## START SOURCE EXCERPT
While bonds have been imitating their stock market peers as inflation continues to rack capital markets, it could present a unique buying opportunity for those who can put up with the volatility. Bonds can undoubtedly still serve as a hedge against a drawdown should the economy see a recession (widely expected between mid-2023 and the start of 2024) amid rising rates.

Sanlam Investments manage a range of bond funds which offer a diverse exposure to the fixed income market. We look at some areas within this offering:
 

Hybrid Capital (HC)

Peter Doherty, head of fixed income at Sanlam Investments (UK), describes the differentiating aspect of the Hybrid Capital Bond Fund in that the Fund is “buying the cheapest house on the best street.” The idea here is that you have a parent company host with a solid balance sheet with typically investment grade (AA, A, BBB) and buying down in the capital structure, i.e., their most subordinated debt, so the risk of default is in fact much lower than people perceive it to be because of the way these instruments are treated by rating agencies, i.e., they get notched down from senior to tier 3 to tier 2, down to tier 1. This reduction in ratings creates a perception that the risk of default increases dramatically, according to Doherty. Contrary to the perceived risk, he believes that such strong companies would meet their obligations. The alternative to such an approach, Doherty adds, is to buy a higher yielding senior security from a weaker company.

The second part of the HC investment strategy comes from banks and life assurance companies, both having withstood most of the economic turmoil over the past decade and a half. The result for these institutions is that they have cleaned up their balance sheets, regulations have tightened, and they have a lot more capital. As such, it makes them safer than before, thus losing money even less likely.
 

Inflation-linked Bonds

On the government side, the pricing of inflation-linked bonds still shows a small negative real yield over time (i.e., circa real minus 1 or real minus 2) in the G7 markets, which effectively still offers good protection. Should inflation remain within a 6-10 % range, investors should be indexing at that level and getting all the accrual, which is significantly better than nominal bonds, where yields are still hovering between 2-3% in nominal terms. (The real yield is, therefore deeply negative). Although there is a big expectation in markets that inflation will normalise, investors would naturally want to hold inflation-linked bonds if it does not.
## END SOURCE EXCERPT
PROBLEM A: In the bond excerpt, when is a recession widely expected?
PROBLEM B: Copy word for word the part of the bond excerpt from "While bonds have" up to and including "Hybrid Capital (HC)".
The data that comes next has nothing to do with the bond excerpt.
## START EXTRACTED INFORMATION
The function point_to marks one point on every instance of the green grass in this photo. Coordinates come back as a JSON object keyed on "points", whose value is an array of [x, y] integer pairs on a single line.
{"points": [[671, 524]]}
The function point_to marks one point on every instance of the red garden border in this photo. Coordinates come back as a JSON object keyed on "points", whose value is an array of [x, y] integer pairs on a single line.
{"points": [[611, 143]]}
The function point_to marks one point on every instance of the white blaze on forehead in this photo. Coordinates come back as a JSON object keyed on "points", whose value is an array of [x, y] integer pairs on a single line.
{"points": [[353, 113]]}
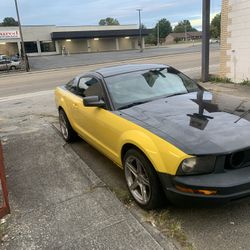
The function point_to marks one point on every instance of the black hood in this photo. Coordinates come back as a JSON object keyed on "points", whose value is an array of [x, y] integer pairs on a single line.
{"points": [[192, 122]]}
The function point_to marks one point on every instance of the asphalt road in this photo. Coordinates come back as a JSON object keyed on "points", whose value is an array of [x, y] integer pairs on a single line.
{"points": [[22, 83], [222, 228], [59, 61], [225, 227]]}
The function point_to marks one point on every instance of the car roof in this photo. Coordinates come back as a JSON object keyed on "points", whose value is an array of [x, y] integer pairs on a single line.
{"points": [[117, 70]]}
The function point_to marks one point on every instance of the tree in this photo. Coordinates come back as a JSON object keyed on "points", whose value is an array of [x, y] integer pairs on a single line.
{"points": [[9, 21], [215, 26], [165, 28], [109, 21], [151, 38], [183, 26]]}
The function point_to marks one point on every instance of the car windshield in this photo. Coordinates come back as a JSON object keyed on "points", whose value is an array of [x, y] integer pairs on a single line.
{"points": [[134, 88]]}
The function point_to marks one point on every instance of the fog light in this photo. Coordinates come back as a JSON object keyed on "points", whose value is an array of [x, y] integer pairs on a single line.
{"points": [[188, 165], [195, 191]]}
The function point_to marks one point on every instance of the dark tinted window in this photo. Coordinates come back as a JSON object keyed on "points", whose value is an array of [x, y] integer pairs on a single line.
{"points": [[146, 85], [72, 86]]}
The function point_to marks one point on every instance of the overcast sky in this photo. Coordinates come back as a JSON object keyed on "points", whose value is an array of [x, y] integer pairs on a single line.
{"points": [[87, 12]]}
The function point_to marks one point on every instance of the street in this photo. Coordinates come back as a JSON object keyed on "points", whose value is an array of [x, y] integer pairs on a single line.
{"points": [[27, 111], [23, 83]]}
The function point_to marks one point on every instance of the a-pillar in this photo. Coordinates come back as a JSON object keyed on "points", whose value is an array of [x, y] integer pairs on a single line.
{"points": [[19, 47], [88, 45], [143, 42], [38, 47]]}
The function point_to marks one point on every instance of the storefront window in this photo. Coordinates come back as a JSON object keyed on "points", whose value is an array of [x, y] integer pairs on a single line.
{"points": [[48, 46], [30, 47]]}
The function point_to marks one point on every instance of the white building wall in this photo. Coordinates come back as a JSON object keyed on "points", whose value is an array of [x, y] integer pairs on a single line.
{"points": [[239, 38]]}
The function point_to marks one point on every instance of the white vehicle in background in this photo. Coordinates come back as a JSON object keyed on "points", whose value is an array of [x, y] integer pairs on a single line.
{"points": [[6, 64], [3, 57]]}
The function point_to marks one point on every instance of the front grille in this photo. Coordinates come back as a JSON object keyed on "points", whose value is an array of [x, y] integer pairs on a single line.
{"points": [[239, 159]]}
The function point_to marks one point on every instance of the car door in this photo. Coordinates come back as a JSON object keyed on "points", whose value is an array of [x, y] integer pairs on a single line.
{"points": [[93, 123]]}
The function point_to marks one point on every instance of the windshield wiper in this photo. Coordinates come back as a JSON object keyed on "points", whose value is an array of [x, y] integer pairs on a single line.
{"points": [[181, 93], [132, 104]]}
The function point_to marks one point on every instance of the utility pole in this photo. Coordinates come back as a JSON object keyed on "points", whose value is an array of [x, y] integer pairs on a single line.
{"points": [[205, 40], [21, 36], [158, 34], [185, 26], [140, 32]]}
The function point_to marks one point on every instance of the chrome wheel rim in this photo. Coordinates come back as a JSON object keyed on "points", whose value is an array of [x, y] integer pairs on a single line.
{"points": [[63, 126], [137, 180]]}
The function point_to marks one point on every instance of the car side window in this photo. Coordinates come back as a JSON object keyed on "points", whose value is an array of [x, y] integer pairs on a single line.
{"points": [[72, 86], [89, 86]]}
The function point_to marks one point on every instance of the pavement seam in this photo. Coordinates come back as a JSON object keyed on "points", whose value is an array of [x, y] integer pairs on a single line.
{"points": [[107, 188]]}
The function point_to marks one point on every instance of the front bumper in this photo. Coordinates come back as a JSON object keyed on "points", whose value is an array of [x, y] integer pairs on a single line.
{"points": [[229, 185]]}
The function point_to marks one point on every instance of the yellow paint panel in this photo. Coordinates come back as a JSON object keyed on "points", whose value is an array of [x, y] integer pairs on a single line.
{"points": [[109, 132]]}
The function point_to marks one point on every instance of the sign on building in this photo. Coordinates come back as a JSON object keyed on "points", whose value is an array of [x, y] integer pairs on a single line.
{"points": [[9, 34]]}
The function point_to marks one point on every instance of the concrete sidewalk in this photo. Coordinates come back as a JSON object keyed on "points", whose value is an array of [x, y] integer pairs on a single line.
{"points": [[57, 202]]}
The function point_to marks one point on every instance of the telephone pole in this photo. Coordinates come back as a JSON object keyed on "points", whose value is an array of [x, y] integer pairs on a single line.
{"points": [[205, 40], [21, 36], [140, 32]]}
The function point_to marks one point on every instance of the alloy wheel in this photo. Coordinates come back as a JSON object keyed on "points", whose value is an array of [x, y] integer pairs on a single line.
{"points": [[63, 125], [137, 180]]}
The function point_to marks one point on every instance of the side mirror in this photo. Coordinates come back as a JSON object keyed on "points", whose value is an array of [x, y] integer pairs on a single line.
{"points": [[93, 101]]}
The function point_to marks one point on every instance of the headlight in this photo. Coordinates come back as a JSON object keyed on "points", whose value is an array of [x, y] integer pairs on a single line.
{"points": [[197, 165]]}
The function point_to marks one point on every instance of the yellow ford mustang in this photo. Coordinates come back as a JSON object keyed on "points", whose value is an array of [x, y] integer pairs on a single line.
{"points": [[163, 129]]}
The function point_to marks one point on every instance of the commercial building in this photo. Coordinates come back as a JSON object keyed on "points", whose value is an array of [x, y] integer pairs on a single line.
{"points": [[51, 39], [235, 40], [176, 37]]}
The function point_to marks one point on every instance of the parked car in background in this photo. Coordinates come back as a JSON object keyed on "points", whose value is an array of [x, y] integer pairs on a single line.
{"points": [[9, 65], [3, 57], [165, 130]]}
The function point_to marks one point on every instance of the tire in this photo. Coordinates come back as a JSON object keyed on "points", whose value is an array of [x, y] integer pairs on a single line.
{"points": [[68, 133], [142, 180]]}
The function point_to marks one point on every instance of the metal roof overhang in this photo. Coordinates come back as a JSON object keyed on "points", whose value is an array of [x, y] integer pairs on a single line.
{"points": [[97, 33]]}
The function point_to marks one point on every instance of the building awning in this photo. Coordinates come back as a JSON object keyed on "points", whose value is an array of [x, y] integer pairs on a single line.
{"points": [[97, 33]]}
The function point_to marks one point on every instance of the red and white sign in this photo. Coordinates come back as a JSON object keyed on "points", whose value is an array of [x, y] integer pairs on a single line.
{"points": [[9, 34]]}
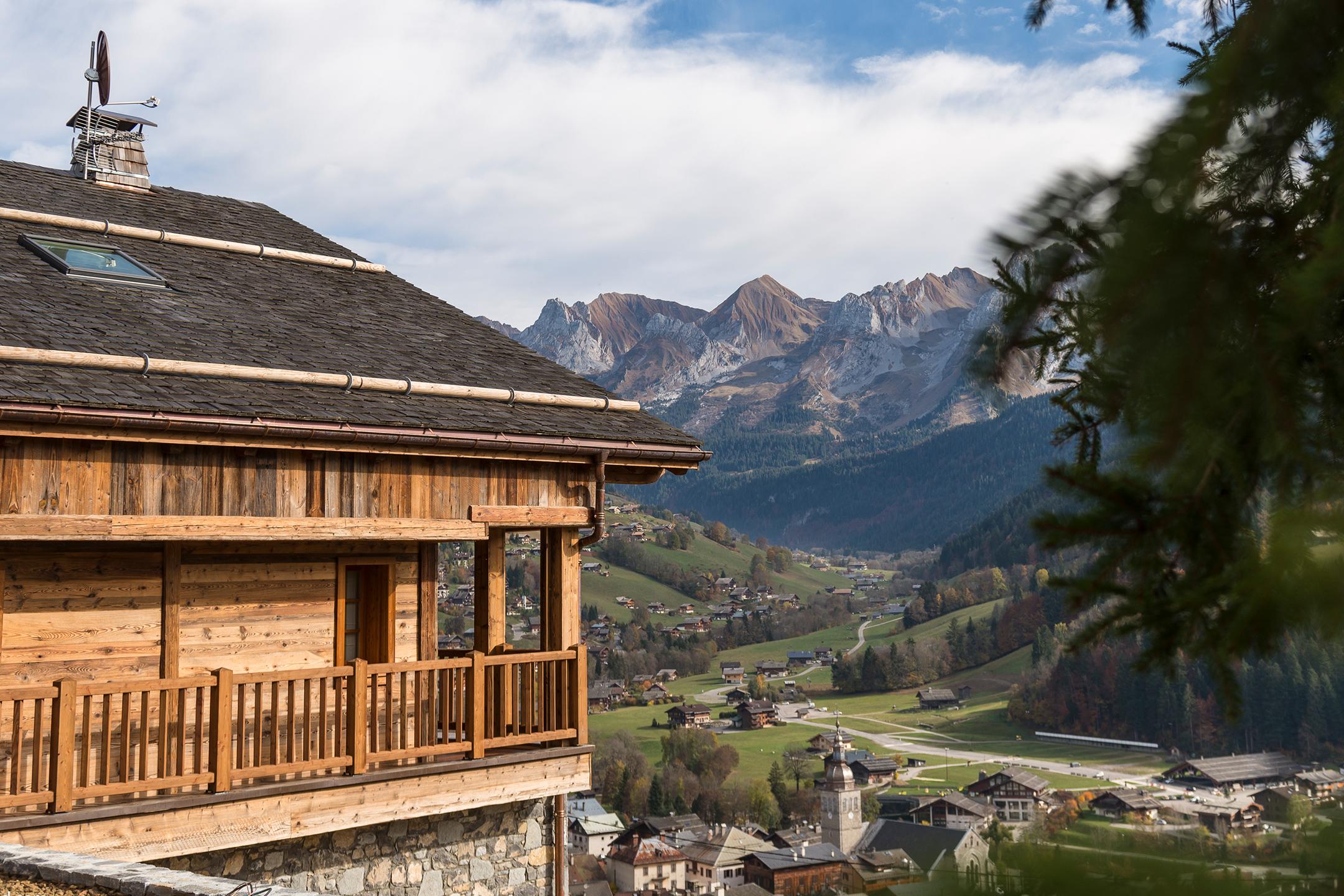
## END EXTRACTED INFORMATION
EXERCISE RESPONSE A: Between mid-2023 and the start of 2024.

EXERCISE RESPONSE B:
While bonds have been imitating their stock market peers as inflation continues to rack capital markets, it could present a unique buying opportunity for those who can put up with the volatility. Bonds can undoubtedly still serve as a hedge against a drawdown should the economy see a recession (widely expected between mid-2023 and the start of 2024) amid rising rates.

Sanlam Investments manage a range of bond funds which offer a diverse exposure to the fixed income market. We look at some areas within this offering:
 

Hybrid Capital (HC)